• WORK REQUEST: In the records below, find the line containing "Expected behaviour: a marker sits on the sky, one" and repeat it and every line after it exactly, without pictures.
-*-
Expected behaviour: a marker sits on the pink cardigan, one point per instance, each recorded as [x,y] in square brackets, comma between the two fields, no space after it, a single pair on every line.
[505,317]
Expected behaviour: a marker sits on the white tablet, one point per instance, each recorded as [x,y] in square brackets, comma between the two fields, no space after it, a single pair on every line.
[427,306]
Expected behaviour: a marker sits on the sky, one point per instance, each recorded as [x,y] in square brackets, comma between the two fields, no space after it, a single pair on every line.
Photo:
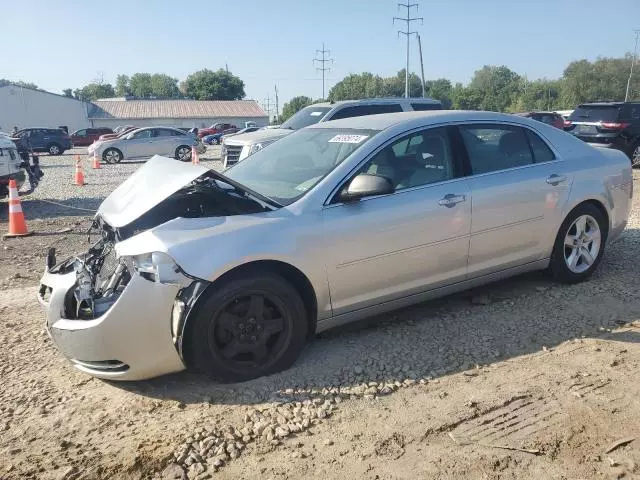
-*-
• ANSWER AREA:
Expected behaviour: a marker sits on the sky, one point per instance, each recorded as [x,y] in square brackets, comma between the two fields, no space after it, a single pair on every line.
Photo:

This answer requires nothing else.